TEXTAUSZUG -
--------------------------------------------------
Ganz unscheinbar taucht das Gebäude des Zentralen Staatsarchivs Kasachstans hinter hohen Bäumen auf – ein U-förmiger sowjetischer Bau, in dem die kasachische Geschichte gesammelt, kategorisiert und konserviert wird. Der Bestand des Archivs erstreckt sich von schriftlichen Quellen über Fotos, Film- und Audioaufnahmen, bis hin zu Karten, Bildern und Gemälden. Insgesamt sind hier bis zu einer halben Million Dokumente beherbergt. Die Mitarbeiter des Archivs katalogisieren sie, um sie der forschenden und interessierten Öffentlichkeit zur Verfügung zu stellen.

„Unser Archiv ist die wichtigste Gedächtnisinstitution Kasachstans“, sagt Direktor Sabit Shildebay. Seit einem Jahr leitet er das Staatsarchiv und plant eine flächendeckende Modernisierung der bisherigen Verwaltungsstrukturen: Er setzt sich für eine neue Website, zeitgenössische Archivierungsmethoden, regelmäßige Publikationen und internationale Forschungskonferenzen ein. Sogar ein weiterer Gebäudeanbau und eine Zweigstelle in der Hauptstadt Nur-Sultan sind vorgesehen. „Das Interesse an der kasachischen Geschichte steigt und unser Archiv konnte in letzter Zeit mehr Aufmerksamkeit auf sich ziehen. Früher war das Archiv nicht öffentlich zugänglich und der Bevölkerung war nicht bewusst, was wir hier eigentlich tun. Das möchten wir nun ändern. Wir wollen die kasachische Nationalgeschichte nach außen hin kommunizieren“.
--------------------------------------------------
Einträge zum Zeigen auf benannte Objekte:
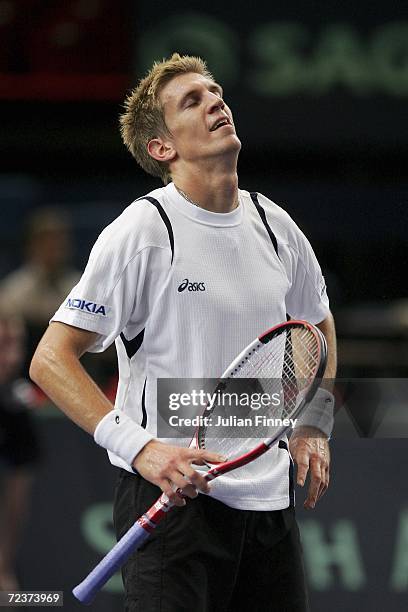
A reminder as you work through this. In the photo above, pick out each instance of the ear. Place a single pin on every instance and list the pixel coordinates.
(161, 150)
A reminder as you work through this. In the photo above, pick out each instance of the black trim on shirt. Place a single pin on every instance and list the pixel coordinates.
(254, 197)
(282, 444)
(132, 346)
(144, 413)
(165, 219)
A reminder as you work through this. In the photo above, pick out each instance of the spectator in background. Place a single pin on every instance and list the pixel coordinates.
(35, 290)
(19, 447)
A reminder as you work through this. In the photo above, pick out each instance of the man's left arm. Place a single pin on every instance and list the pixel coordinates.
(309, 446)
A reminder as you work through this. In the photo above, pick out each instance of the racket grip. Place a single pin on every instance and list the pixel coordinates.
(88, 588)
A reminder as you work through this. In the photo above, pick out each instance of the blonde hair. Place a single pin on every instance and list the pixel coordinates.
(143, 118)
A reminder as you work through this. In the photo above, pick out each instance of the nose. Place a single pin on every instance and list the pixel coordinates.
(216, 103)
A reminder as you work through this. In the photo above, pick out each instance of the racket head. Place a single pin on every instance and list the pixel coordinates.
(286, 362)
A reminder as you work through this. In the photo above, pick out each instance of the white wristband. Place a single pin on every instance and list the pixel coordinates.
(319, 413)
(118, 433)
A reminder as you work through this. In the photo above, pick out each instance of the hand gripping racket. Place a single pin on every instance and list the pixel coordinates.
(286, 362)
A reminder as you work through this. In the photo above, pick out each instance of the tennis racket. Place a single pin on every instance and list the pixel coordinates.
(288, 361)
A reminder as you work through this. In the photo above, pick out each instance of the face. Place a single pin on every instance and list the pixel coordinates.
(200, 122)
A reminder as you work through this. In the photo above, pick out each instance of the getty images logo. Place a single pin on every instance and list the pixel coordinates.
(86, 306)
(190, 286)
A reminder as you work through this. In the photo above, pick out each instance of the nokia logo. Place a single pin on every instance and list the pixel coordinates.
(190, 286)
(86, 306)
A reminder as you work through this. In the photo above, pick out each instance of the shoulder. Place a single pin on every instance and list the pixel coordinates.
(140, 226)
(281, 223)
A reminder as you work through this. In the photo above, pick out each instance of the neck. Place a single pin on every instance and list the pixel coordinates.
(216, 193)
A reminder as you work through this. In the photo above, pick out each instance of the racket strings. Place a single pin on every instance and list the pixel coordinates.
(282, 368)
--------------------------------------------------
AUFGABE A - Stimmen diese Aussagen mit dem Text über das Zentrale Staatsarchiv Kasachstans überein? (i) Im Archiv sind bis zu einer halben Million Dokumente untergebracht. (ii) Sabit Shildebay leitet das Staatsarchiv seit fünf Jahren. (iii) Das Archiv war früher öffentlich zugänglich. Antworte jeweils mit Ja oder Nein und zitiere die entscheidenden Worte des Textes wörtlich.
AUFGABE B - Schreib aus den Einträgen die Zeilen ab, von der Zeile mit „of the neck.“ bis zum Ende der Einträge, beide Enden eingeschlossen.
Der Text und die Einträge haben nichts miteinander zu tun.

LÖSUNG A -
(i) Ja: „Insgesamt sind hier bis zu einer halben Million Dokumente beherbergt.“
(ii) Nein: „Seit einem Jahr leitet er das Staatsarchiv“
(iii) Nein: „Früher war das Archiv nicht öffentlich zugänglich“

LÖSUNG B -
A reminder as you work through this. In the photo above, pick out each instance of the neck. Place a single pin on every instance and list the pixel coordinates.
(216, 193)
A reminder as you work through this. In the photo above, pick out each instance of the racket strings. Place a single pin on every instance and list the pixel coordinates.
(282, 368)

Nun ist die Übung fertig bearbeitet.